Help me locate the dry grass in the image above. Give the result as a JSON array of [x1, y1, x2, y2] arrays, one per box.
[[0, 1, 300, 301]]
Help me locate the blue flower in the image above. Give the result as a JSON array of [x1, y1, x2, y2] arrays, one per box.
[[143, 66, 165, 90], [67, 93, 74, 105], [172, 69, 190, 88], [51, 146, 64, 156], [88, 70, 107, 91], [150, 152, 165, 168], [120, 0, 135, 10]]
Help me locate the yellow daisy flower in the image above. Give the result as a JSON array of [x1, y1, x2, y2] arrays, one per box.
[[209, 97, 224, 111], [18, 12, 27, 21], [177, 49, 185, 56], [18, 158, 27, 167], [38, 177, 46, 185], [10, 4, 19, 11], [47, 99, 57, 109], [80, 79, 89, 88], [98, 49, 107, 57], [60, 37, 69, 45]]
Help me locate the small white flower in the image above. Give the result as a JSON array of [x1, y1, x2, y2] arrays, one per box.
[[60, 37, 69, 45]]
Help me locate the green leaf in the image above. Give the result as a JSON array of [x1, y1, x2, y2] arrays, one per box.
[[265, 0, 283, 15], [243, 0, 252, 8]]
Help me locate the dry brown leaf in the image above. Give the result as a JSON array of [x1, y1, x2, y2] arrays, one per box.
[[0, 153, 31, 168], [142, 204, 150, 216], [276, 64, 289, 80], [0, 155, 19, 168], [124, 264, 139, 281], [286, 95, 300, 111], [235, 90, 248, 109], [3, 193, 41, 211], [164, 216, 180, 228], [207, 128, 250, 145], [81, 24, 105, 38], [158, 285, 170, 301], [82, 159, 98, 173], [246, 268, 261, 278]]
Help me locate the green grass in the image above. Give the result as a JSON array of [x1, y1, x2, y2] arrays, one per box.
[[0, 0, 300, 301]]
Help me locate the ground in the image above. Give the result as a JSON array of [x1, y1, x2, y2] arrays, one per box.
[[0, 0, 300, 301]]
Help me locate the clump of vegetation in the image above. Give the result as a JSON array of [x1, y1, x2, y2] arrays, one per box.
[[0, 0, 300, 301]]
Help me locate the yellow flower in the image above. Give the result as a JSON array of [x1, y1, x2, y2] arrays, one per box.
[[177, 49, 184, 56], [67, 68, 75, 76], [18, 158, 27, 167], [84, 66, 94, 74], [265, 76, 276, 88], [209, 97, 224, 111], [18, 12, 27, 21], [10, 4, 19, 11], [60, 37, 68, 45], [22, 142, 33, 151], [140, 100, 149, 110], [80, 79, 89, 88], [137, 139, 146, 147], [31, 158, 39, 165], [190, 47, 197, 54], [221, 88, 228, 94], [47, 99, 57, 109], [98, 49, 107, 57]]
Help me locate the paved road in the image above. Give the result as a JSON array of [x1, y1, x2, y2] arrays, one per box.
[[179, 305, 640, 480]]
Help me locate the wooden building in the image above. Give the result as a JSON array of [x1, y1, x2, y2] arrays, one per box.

* _WHAT YOU WILL DO_: Rewrite every one of the records above so that each "Help me locate" becomes "Find", leaving all other text unchanged.

* _TASK RESULT_:
Find the dry grass in the image above. Give the result as a JSON array of [x1, y1, x2, y2] arrays, one per box.
[[0, 1, 300, 301]]
Find the blue flower in the image above. Give the result as a JSON array of [x1, y1, x2, y2] arrays, one per box.
[[143, 66, 165, 90], [67, 93, 74, 105], [172, 69, 190, 88], [51, 146, 64, 156], [88, 70, 107, 91], [150, 152, 165, 168], [120, 0, 135, 10]]
Find the yellow daisy flower in the image above. Give the result as a JSON array of [x1, y1, x2, y2] arrays, one per box.
[[209, 97, 224, 111], [18, 12, 27, 21], [177, 49, 185, 56], [18, 158, 27, 167], [38, 177, 46, 185], [10, 4, 19, 11], [47, 99, 57, 109], [80, 79, 89, 88], [98, 49, 107, 57], [60, 37, 69, 45]]
Find the small white flower in the image above. Give the result as a JSON array of [x1, y1, x2, y2] arrays, one per box.
[[60, 37, 69, 45]]
Find the green leaf in the image above. Give the result as a JSON array of [x1, y1, x2, y2] arrays, one per box.
[[265, 0, 283, 15], [243, 0, 252, 8]]
Find the dry brown leaf in the image above. Give the result as a JSON array of [x1, y1, x2, y2] arrays, one per box.
[[0, 153, 31, 168], [142, 204, 150, 216], [276, 64, 289, 80], [0, 155, 19, 168], [124, 264, 139, 281], [286, 95, 300, 111], [235, 90, 248, 109], [3, 193, 41, 211], [164, 216, 180, 228], [207, 128, 250, 145], [81, 24, 105, 38], [158, 285, 170, 301], [82, 159, 98, 173], [246, 268, 261, 278]]
Find the green grass in the image above. Give the result as a JSON array of [x1, y1, x2, y2] arrays, one per box.
[[0, 0, 300, 301]]
Find the ground in the image above. Give the result as a JSON array of [x1, y1, x2, y2] arrays, one per box.
[[0, 0, 300, 301]]
Find the clump of vegetation in the image above. Give the result as a JSON array of [x1, y1, x2, y2] arrays, one per box.
[[0, 0, 300, 301]]
Find the yellow flower in the image above. Give the result as a JSON array of [x1, y1, x2, y2] arrays, one per box.
[[177, 49, 184, 56], [67, 68, 75, 76], [18, 158, 27, 167], [84, 66, 94, 74], [265, 76, 276, 88], [209, 97, 224, 111], [18, 12, 27, 21], [10, 4, 19, 11], [60, 37, 68, 45], [22, 142, 33, 151], [140, 100, 149, 110], [80, 79, 89, 88], [137, 139, 146, 147], [31, 158, 39, 165], [190, 47, 197, 54], [221, 88, 228, 94], [47, 99, 57, 109], [98, 49, 107, 57]]
Find the paved road in the image above. Give the result as a JSON array of [x1, y1, x2, y2] arrays, one per box.
[[179, 305, 640, 480]]
Find the wooden building in the image above. Give the result as a JSON array of [x1, y1, x2, y2] arrays, one per box.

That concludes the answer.